== Task directions ==
Leave out the pictures, then reproduce the rest of the material exactly.
# Exercise material start
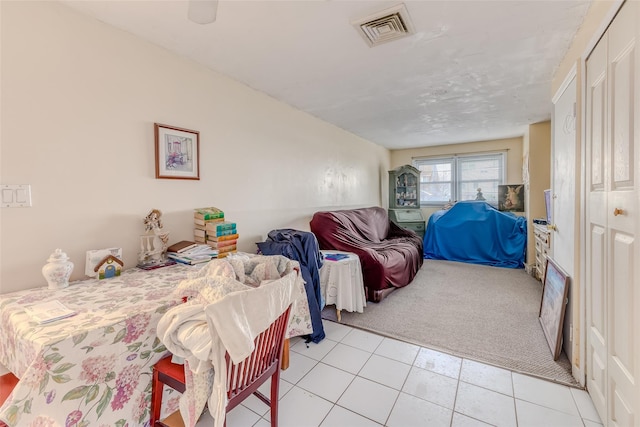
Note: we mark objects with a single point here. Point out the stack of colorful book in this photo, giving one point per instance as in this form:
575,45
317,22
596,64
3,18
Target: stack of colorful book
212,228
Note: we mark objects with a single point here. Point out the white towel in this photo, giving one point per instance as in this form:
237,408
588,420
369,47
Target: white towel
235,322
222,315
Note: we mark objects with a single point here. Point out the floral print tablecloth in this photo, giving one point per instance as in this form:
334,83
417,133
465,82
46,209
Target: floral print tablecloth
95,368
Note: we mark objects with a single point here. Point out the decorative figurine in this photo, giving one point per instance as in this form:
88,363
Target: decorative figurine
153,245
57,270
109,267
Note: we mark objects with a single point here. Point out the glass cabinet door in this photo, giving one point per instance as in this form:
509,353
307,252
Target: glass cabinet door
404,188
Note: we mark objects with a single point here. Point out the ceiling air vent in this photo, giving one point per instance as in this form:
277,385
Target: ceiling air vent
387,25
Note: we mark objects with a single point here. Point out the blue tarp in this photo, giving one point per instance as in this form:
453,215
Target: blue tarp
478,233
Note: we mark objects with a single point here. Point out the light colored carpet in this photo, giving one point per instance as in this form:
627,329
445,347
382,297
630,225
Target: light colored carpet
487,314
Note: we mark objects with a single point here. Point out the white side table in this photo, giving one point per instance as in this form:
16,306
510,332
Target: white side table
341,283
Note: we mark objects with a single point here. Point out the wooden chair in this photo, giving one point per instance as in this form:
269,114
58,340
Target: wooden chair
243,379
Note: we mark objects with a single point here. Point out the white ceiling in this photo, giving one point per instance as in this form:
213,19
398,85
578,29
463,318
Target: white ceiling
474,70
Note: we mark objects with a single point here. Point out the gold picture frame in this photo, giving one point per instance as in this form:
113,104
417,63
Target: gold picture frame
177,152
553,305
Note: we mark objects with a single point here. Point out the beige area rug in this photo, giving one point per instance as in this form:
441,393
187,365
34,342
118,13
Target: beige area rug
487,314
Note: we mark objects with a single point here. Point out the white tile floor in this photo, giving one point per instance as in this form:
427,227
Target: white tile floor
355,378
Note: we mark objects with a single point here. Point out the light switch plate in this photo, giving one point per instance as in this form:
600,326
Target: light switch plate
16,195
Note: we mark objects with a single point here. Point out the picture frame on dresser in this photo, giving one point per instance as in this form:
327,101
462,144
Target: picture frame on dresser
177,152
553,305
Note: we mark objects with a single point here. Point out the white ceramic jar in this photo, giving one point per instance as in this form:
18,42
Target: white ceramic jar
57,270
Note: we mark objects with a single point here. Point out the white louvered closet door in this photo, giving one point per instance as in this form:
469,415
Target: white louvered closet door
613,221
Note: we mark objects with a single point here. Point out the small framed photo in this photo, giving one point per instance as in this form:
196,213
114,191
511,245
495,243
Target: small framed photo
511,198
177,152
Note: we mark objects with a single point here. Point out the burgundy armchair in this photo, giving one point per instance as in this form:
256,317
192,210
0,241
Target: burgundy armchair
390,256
# Exercise material end
== Answer to the task ==
Note: we mark objects with a single point here. Point out the stack of colorful book in this photo, giving one point per instance as in this form:
575,45
317,22
596,64
3,18
Target: stack of colorful book
212,228
Note: we mark objects with a single point here. Point out the white towel in this photo, giving one point per instance as in this form:
237,408
588,420
369,47
Target: white towel
235,322
222,315
Note: we mark objects with a single point here. Point out the floral print tablecloth in this photo, giving one point per instance as in this form:
334,83
417,133
465,82
46,209
Target: floral print tablecloth
95,368
Note: we mark objects with a single point here. Point out the decorative figurine in this photo, giving one point per instance as in this form:
88,363
Target: decorative figurine
153,245
57,270
109,267
Note: we mark objects with a single point here. Point out the glass cabinet door in this photo, giving one point per instance as in this form:
509,353
307,252
Target: glass cabinet door
404,188
Note: we mark objects with a single point here. Point out the ceiling air vent in this photo, giving one point per instance as in this form:
277,385
Target: ceiling air vent
387,25
Note: we mark objects with a single point here. Point out the blue tarp in this photo, giving one point per instance as in this form:
453,215
Target: blue tarp
478,233
Note: we mark objects with a single point here. Point out the light colored carpet in this photo, giving one point per instance as in this form:
627,329
445,347
382,297
630,225
Target: light colored carpet
487,314
Note: we mark objects with a single point here. Point out the white side table in this photo, giving one point per instance as in this form:
16,306
510,332
Target: white side table
341,283
Note: we mark objects with a single point here. Point out the wooden chair in this photo, giving one point per instance as in this form:
269,114
58,340
Target: wooden chair
243,379
Note: we mark objects with a single point here. Point out the white ceiling in this photo, giving one point per instance as in this form:
213,19
398,85
578,29
463,318
Target: white ceiling
474,70
Note: we mark objects with a single point here. Point out the gold picture frame in this photo, giving one point per instance as in this form:
113,104
417,63
Target: gold picture frame
177,152
553,305
Note: we mark objects with a single point here. Point out the beige area rug in this photo, giving one point per instance as in this form:
441,393
187,365
34,342
118,13
Target: beige area rug
487,314
Note: we mark objects with a single point here. Point out the white tile floor in this photo, giving one point per instance as in this form:
427,227
Target: white tile floor
355,378
Note: we mark objects with a single point here. Point out the light switch plate in this photo, giving one point per instance as in this form:
600,326
Target: light switch plate
16,195
Note: we mark objects with a single point here. Point out the picture frame on dresser in this photo, giving one point per instance as in this form:
327,101
462,144
Target: picture frame on dresser
177,152
553,305
Note: we mark objects with a single point here. Point out the white ceramic jar in this photo, giving one point per instance as in this form:
18,42
Target: white ceramic jar
57,270
Note: we mark objects with a single point here. Point out the white louvered closet door in this photo, giving one point per instance as in this form:
469,415
Target: white louvered closet door
613,221
Note: we mark objects with a single point here. Point out the small framed photo in this photo, giving one point per instance as in this form:
196,213
114,191
511,245
495,243
Target: small framed photo
511,198
177,152
Note: we mark objects with a single point here. Point out the burgundy armchair in this photo, giving one point per instance as in this form:
256,317
192,210
0,241
Target: burgundy armchair
390,256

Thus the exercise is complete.